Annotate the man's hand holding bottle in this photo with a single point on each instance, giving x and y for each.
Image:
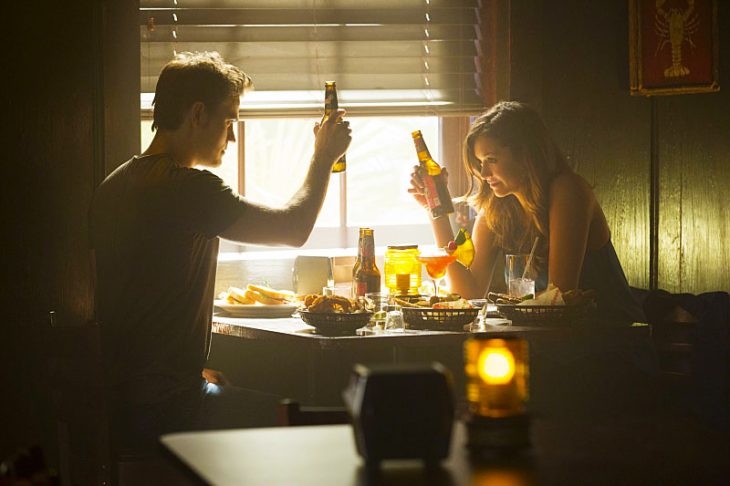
(332, 137)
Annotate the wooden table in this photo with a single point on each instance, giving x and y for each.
(599, 450)
(285, 357)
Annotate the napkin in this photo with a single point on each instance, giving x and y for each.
(551, 296)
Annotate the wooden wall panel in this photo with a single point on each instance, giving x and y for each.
(582, 49)
(694, 155)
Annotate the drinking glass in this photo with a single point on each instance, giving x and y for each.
(394, 318)
(519, 281)
(436, 264)
(376, 302)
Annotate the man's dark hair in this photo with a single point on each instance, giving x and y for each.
(193, 77)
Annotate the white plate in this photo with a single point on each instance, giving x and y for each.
(256, 310)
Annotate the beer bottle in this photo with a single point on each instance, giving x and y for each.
(365, 274)
(330, 106)
(435, 190)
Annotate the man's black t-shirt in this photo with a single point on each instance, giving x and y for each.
(154, 229)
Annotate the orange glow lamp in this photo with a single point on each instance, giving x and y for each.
(497, 392)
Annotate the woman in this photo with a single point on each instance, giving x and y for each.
(523, 189)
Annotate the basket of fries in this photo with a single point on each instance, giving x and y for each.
(336, 323)
(546, 314)
(552, 308)
(333, 315)
(434, 319)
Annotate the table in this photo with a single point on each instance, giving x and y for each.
(609, 450)
(285, 357)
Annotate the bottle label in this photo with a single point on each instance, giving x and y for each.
(430, 190)
(367, 248)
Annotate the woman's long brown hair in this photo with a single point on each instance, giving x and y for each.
(519, 128)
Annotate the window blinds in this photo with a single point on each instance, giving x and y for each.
(387, 56)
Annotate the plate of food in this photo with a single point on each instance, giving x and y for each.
(257, 301)
(552, 307)
(334, 315)
(448, 313)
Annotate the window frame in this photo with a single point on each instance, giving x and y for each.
(451, 131)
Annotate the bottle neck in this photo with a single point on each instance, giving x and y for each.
(330, 98)
(424, 156)
(366, 248)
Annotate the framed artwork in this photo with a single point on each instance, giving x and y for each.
(673, 47)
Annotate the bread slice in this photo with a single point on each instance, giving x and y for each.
(283, 296)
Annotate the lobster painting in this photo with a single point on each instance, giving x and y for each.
(675, 26)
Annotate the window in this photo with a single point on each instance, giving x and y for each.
(380, 161)
(399, 66)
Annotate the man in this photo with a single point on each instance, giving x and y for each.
(155, 223)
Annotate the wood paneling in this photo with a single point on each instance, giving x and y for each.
(694, 250)
(58, 109)
(583, 92)
(570, 59)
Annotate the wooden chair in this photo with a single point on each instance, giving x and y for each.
(86, 450)
(674, 338)
(291, 413)
(75, 385)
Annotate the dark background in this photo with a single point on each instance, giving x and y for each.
(71, 112)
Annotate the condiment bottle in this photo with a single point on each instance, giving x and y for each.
(365, 274)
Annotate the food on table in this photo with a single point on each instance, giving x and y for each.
(332, 304)
(551, 296)
(257, 294)
(500, 298)
(451, 301)
(235, 295)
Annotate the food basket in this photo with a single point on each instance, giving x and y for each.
(430, 319)
(334, 323)
(562, 315)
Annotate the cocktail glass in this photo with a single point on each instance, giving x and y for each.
(436, 264)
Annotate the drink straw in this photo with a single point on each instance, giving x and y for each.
(529, 258)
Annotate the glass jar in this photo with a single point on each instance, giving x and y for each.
(402, 269)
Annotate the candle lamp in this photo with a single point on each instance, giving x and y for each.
(497, 391)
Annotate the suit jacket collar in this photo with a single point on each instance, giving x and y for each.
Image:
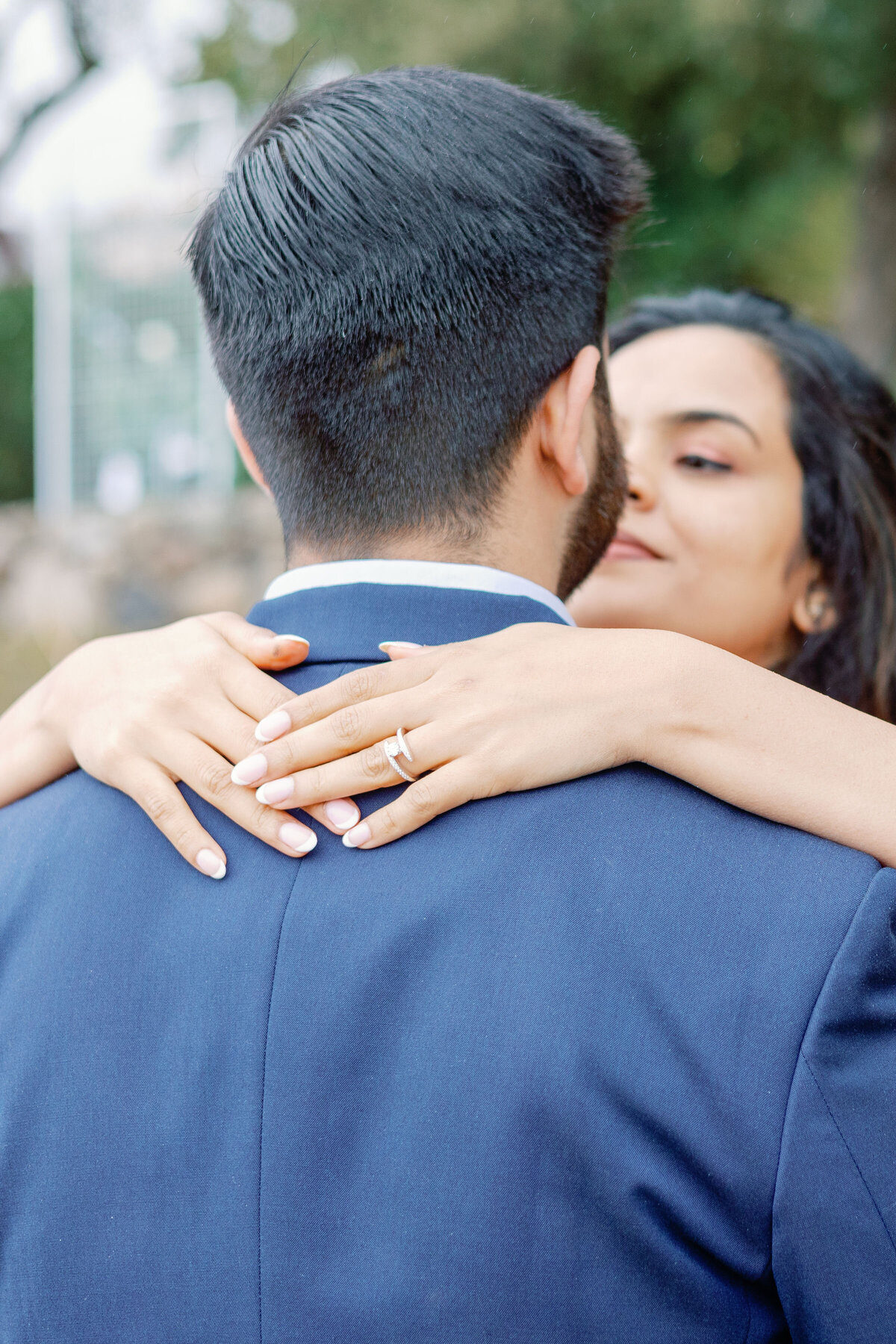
(347, 623)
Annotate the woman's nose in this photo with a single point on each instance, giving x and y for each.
(642, 494)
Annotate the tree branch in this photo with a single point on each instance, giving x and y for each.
(87, 60)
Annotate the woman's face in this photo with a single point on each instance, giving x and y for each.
(711, 538)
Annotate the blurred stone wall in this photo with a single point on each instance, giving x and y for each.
(89, 574)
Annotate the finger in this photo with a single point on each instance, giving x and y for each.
(398, 650)
(356, 773)
(344, 732)
(208, 774)
(426, 799)
(339, 815)
(252, 691)
(169, 812)
(265, 648)
(367, 683)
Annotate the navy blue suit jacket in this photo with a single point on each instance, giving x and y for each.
(609, 1061)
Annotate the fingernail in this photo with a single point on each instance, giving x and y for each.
(211, 865)
(297, 838)
(361, 835)
(250, 769)
(287, 640)
(274, 792)
(273, 726)
(341, 813)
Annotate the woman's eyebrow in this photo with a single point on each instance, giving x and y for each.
(702, 417)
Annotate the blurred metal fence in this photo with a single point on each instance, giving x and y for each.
(127, 402)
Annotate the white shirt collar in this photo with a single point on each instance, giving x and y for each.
(418, 573)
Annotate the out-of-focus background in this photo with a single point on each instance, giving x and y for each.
(770, 131)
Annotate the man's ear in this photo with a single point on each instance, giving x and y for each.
(245, 450)
(815, 609)
(567, 436)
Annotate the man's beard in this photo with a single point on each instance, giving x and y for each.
(595, 522)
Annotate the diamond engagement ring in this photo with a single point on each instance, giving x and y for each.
(396, 746)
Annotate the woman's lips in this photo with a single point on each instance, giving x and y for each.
(625, 547)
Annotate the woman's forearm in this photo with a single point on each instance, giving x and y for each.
(31, 753)
(774, 747)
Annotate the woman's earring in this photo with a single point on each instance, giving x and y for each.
(820, 611)
(815, 611)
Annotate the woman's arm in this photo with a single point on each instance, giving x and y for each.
(144, 712)
(541, 703)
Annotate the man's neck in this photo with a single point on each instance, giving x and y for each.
(426, 546)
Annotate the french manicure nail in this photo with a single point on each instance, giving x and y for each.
(273, 726)
(250, 771)
(287, 640)
(341, 813)
(297, 838)
(361, 835)
(274, 792)
(211, 865)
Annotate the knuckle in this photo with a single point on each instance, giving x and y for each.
(211, 777)
(388, 823)
(159, 806)
(359, 685)
(304, 710)
(307, 786)
(421, 799)
(347, 725)
(371, 762)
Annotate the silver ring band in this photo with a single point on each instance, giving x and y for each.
(396, 746)
(402, 741)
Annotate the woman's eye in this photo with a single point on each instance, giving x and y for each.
(695, 463)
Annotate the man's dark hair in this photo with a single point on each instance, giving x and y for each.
(395, 270)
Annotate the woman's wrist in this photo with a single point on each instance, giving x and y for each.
(664, 678)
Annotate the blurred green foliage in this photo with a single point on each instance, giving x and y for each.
(15, 393)
(754, 119)
(758, 122)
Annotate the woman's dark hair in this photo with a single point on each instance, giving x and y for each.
(842, 428)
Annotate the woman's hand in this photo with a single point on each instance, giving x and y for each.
(143, 712)
(528, 706)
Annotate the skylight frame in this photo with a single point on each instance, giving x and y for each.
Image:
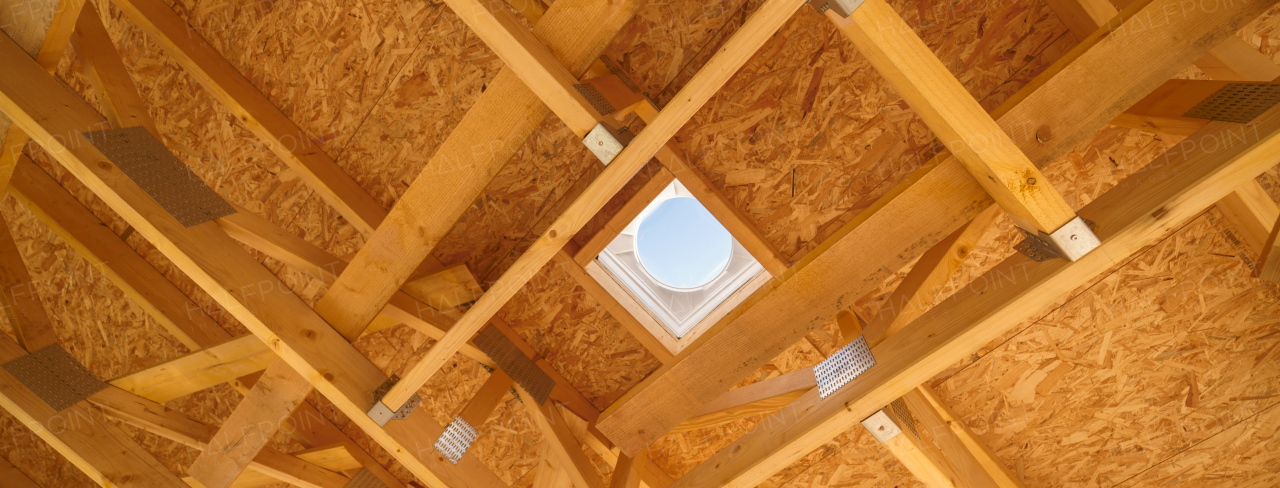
(675, 315)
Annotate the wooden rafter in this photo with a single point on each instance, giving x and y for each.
(1130, 217)
(96, 447)
(222, 268)
(1114, 71)
(744, 42)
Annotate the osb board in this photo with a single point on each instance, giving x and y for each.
(1166, 351)
(324, 64)
(577, 337)
(679, 454)
(1243, 456)
(33, 457)
(27, 23)
(808, 131)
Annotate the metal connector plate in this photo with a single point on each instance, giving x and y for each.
(456, 439)
(1072, 241)
(844, 8)
(603, 144)
(881, 427)
(842, 366)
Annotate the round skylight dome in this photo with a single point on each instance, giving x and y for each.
(681, 245)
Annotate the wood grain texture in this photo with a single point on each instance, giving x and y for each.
(1129, 218)
(967, 130)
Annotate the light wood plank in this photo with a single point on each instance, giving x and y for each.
(289, 142)
(1074, 97)
(915, 293)
(952, 114)
(199, 370)
(225, 270)
(122, 104)
(1252, 211)
(944, 422)
(744, 44)
(1269, 267)
(561, 443)
(1128, 218)
(80, 433)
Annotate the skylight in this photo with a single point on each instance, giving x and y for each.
(677, 261)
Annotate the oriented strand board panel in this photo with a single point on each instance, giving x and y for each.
(1156, 357)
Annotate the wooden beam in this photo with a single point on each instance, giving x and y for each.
(1073, 97)
(1174, 188)
(105, 69)
(1252, 210)
(19, 299)
(289, 142)
(1269, 267)
(763, 397)
(561, 443)
(199, 370)
(949, 429)
(100, 450)
(622, 218)
(1162, 110)
(220, 267)
(250, 428)
(736, 50)
(915, 293)
(952, 114)
(717, 204)
(62, 23)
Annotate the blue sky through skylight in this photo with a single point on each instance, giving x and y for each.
(682, 245)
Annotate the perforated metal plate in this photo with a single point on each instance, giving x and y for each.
(512, 360)
(55, 377)
(365, 479)
(904, 415)
(594, 97)
(621, 73)
(842, 366)
(1237, 103)
(456, 439)
(165, 178)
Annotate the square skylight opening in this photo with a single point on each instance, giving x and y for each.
(677, 261)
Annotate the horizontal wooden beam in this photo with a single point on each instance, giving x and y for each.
(220, 267)
(80, 433)
(1174, 188)
(199, 370)
(1073, 99)
(952, 114)
(731, 56)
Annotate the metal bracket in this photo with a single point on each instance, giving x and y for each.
(844, 8)
(604, 142)
(365, 479)
(1072, 241)
(1238, 103)
(382, 414)
(881, 427)
(842, 366)
(456, 439)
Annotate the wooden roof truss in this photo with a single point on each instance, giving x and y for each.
(937, 214)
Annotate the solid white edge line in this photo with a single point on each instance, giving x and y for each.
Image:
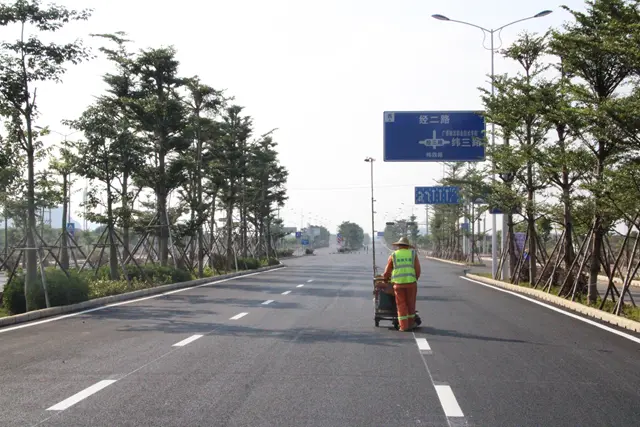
(448, 401)
(116, 304)
(556, 309)
(423, 345)
(189, 340)
(238, 316)
(70, 401)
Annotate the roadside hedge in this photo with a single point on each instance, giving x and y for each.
(61, 290)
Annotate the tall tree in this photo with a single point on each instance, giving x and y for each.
(236, 130)
(99, 159)
(120, 87)
(160, 115)
(588, 51)
(524, 108)
(203, 103)
(23, 63)
(352, 233)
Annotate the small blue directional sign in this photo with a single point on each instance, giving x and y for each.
(437, 195)
(434, 136)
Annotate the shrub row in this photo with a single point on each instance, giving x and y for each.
(79, 287)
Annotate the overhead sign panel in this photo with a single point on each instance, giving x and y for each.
(434, 136)
(437, 195)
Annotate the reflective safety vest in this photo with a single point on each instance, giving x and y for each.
(403, 267)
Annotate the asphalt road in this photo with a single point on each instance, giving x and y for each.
(312, 357)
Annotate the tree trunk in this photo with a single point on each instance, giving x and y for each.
(113, 248)
(64, 255)
(568, 227)
(126, 211)
(31, 258)
(596, 248)
(513, 260)
(230, 259)
(531, 223)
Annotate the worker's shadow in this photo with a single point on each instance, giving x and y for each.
(428, 330)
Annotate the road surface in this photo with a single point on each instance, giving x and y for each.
(297, 347)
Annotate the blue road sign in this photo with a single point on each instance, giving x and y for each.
(437, 195)
(434, 136)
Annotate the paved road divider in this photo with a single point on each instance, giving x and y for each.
(99, 302)
(571, 305)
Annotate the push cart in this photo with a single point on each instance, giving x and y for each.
(384, 303)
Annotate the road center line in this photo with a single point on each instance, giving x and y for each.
(556, 309)
(448, 401)
(189, 340)
(423, 345)
(238, 316)
(67, 403)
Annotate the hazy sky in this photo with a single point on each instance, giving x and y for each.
(322, 72)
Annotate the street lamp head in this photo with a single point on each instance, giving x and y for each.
(543, 13)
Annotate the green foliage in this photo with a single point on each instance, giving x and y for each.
(62, 291)
(352, 234)
(284, 253)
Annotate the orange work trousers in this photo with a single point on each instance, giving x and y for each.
(406, 294)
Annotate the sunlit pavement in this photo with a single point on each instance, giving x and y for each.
(298, 347)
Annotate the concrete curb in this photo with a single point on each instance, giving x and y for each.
(98, 302)
(574, 306)
(446, 261)
(618, 281)
(601, 279)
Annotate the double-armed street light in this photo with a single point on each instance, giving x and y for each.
(492, 32)
(370, 160)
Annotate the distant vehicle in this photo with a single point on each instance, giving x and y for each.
(434, 142)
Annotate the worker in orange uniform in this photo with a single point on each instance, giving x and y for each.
(403, 270)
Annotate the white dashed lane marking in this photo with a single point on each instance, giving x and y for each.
(448, 401)
(238, 316)
(187, 341)
(69, 402)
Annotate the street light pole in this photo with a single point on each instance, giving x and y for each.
(370, 160)
(492, 32)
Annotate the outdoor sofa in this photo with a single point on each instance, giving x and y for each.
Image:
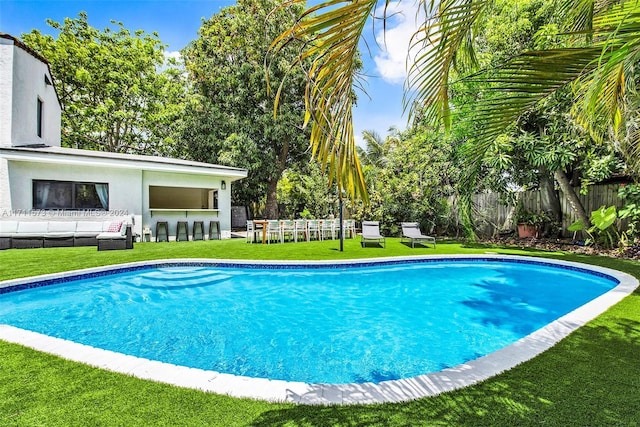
(22, 234)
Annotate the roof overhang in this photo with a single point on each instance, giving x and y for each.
(75, 157)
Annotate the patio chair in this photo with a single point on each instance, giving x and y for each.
(313, 228)
(273, 230)
(371, 233)
(327, 229)
(349, 227)
(287, 228)
(251, 232)
(300, 230)
(411, 232)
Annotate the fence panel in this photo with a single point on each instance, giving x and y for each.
(492, 216)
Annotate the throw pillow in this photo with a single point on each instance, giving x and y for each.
(114, 227)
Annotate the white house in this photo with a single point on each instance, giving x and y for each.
(41, 179)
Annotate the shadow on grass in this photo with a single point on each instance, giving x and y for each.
(590, 378)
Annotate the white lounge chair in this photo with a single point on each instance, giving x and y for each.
(411, 232)
(371, 233)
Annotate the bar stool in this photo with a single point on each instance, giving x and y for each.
(182, 231)
(198, 230)
(214, 229)
(162, 231)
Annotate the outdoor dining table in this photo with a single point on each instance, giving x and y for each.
(263, 223)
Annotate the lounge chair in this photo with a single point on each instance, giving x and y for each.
(371, 233)
(411, 232)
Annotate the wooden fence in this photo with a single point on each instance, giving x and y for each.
(492, 216)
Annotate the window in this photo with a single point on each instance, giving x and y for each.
(39, 118)
(182, 198)
(70, 195)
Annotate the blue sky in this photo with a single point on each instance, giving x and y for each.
(177, 23)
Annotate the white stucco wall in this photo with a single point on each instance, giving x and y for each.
(29, 85)
(22, 82)
(223, 215)
(6, 91)
(125, 187)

▶ [What the task asks]:
Can you repeat the stretch from the line containing "Annotate the oriented" through the line containing "(1156, 357)", swapping "oriented strand board panel" for "OSB panel" and keeping all else unchanged?

▶ [Answer in full]:
Annotate the OSB panel in this photo with a single point on each instance, giving x and y for each.
(1156, 357)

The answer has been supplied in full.